Assignment: A single number is the whole answer: the tally of lines in the data below that include the word "coordinates".

Data extracts:
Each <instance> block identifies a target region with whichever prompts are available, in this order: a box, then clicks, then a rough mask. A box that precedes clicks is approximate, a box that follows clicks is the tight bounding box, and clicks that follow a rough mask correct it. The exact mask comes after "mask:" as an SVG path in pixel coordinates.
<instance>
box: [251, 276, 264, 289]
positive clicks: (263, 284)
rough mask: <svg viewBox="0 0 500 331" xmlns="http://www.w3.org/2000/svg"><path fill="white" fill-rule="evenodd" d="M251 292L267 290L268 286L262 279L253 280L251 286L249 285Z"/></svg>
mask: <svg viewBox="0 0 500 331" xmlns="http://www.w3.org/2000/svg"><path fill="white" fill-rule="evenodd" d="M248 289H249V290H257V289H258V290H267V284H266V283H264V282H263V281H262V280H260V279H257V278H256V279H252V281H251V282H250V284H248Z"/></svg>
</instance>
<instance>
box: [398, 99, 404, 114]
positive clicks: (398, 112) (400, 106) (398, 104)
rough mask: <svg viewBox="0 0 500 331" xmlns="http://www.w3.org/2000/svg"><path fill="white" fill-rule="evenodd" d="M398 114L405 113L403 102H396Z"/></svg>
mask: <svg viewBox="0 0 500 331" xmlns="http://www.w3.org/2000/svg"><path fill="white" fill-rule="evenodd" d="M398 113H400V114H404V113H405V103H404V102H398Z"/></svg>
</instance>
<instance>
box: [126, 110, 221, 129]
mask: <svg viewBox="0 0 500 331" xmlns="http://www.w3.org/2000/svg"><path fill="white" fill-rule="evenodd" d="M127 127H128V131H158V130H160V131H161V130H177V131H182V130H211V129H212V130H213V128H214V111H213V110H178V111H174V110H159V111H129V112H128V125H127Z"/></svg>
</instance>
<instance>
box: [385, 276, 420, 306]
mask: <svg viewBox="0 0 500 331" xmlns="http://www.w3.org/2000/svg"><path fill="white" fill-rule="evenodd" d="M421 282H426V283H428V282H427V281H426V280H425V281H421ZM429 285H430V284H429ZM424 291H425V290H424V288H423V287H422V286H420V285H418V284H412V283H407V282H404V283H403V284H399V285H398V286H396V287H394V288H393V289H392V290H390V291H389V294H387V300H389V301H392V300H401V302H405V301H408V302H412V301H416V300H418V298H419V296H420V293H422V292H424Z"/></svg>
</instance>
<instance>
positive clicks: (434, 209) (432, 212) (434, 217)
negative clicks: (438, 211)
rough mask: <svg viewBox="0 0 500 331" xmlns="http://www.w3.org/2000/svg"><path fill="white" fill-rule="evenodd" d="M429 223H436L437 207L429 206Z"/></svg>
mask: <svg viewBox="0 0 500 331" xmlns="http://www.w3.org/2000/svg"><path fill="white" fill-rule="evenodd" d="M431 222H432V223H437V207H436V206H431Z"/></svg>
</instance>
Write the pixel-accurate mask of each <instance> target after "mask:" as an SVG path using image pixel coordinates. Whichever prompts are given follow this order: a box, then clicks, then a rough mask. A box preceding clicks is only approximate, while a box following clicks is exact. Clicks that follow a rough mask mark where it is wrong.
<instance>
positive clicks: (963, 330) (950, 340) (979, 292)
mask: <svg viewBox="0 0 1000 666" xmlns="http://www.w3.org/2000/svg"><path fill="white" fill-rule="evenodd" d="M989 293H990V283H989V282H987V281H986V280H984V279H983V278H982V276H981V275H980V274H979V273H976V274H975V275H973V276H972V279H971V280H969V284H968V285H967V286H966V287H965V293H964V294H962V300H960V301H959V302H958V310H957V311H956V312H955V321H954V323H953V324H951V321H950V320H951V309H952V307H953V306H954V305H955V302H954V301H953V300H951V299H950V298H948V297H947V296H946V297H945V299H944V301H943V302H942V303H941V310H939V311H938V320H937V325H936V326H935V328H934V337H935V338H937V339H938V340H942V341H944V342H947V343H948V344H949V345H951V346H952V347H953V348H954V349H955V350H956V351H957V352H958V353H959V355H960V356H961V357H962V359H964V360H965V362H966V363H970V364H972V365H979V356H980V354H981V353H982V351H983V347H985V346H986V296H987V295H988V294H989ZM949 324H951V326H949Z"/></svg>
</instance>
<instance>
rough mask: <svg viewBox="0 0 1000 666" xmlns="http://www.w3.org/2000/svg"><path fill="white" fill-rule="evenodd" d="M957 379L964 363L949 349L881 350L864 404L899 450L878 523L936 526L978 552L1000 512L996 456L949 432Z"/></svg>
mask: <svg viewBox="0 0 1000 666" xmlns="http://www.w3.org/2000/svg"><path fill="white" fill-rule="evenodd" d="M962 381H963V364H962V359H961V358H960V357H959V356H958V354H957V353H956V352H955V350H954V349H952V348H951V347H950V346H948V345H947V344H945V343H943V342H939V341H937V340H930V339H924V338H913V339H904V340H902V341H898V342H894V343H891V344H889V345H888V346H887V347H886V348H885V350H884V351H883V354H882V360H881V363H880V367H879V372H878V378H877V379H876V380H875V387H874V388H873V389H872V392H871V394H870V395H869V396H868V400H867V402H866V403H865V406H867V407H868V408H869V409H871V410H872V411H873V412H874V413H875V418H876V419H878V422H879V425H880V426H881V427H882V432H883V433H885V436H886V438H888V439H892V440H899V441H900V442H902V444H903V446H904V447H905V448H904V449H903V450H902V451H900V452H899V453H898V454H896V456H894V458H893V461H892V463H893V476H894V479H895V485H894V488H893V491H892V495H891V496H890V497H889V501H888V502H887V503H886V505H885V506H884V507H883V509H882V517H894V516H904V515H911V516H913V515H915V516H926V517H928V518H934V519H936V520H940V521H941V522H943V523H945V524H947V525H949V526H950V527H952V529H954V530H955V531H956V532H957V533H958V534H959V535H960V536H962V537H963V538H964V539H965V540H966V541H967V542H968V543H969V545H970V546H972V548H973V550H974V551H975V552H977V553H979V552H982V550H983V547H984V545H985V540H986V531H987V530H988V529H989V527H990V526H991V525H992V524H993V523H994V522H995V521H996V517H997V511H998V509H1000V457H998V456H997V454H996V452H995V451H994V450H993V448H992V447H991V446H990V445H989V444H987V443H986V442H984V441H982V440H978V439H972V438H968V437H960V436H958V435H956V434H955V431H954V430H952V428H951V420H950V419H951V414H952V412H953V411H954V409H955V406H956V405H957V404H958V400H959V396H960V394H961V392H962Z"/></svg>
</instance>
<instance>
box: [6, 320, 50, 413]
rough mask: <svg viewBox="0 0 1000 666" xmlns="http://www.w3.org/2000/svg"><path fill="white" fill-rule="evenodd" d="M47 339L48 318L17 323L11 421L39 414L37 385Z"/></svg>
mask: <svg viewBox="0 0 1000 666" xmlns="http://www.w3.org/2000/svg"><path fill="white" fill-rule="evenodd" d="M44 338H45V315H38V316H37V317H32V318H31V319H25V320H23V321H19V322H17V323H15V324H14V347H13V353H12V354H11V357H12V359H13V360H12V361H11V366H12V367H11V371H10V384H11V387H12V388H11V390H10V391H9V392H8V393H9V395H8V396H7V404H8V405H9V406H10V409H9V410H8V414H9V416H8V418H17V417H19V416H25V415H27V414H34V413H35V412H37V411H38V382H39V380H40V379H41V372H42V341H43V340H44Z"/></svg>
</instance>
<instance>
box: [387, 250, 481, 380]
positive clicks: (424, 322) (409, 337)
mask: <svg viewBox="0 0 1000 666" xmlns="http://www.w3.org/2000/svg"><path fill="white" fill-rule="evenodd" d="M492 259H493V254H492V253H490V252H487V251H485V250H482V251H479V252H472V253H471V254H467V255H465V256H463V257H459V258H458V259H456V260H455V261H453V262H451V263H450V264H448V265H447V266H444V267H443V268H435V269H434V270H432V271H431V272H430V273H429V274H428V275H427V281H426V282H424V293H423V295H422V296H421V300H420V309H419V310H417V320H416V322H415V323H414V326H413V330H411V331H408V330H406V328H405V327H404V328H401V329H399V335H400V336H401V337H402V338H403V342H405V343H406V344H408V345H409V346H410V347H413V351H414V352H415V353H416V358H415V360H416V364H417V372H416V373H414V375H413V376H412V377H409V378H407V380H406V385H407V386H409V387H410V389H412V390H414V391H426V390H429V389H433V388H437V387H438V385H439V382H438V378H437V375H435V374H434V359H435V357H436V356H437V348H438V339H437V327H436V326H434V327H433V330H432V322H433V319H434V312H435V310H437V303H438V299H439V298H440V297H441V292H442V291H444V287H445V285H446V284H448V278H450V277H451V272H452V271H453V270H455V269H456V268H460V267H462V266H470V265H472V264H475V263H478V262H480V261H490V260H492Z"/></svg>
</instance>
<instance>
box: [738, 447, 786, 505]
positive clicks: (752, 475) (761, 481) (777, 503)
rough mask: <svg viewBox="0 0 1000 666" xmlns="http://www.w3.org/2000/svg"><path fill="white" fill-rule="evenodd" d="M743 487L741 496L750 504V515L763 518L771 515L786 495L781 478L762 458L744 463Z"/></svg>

Written answer: 2